[Start]

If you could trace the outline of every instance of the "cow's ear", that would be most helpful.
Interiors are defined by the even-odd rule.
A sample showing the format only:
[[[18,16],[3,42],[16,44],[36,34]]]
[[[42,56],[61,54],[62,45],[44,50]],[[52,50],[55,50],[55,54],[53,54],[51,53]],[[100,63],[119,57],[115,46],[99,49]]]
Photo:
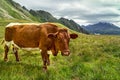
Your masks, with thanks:
[[[49,33],[48,38],[56,38],[57,35],[55,33]]]
[[[70,38],[72,38],[72,39],[76,39],[77,37],[78,37],[78,35],[77,35],[77,34],[75,34],[75,33],[70,34]]]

[End]

- DESCRIPTION OF THE TASK
Reproduce every item above word for word, leaving out the pictures.

- WRITTEN RESPONSE
If you could trace the outline of every instance of the "cow's ear", that would be most helpful.
Interiors are defined by the even-odd rule.
A sample showing the format only:
[[[18,16],[3,42],[16,44],[36,34]]]
[[[42,56],[61,54],[62,45],[44,50]],[[52,50],[55,50],[55,54],[53,54],[51,53]],[[100,63],[119,57],[115,46],[99,49]]]
Photo:
Your masks, with thanks:
[[[49,33],[48,38],[56,38],[57,35],[55,33]]]
[[[70,38],[72,38],[72,39],[76,39],[77,37],[78,37],[78,35],[77,35],[77,34],[75,34],[75,33],[70,34]]]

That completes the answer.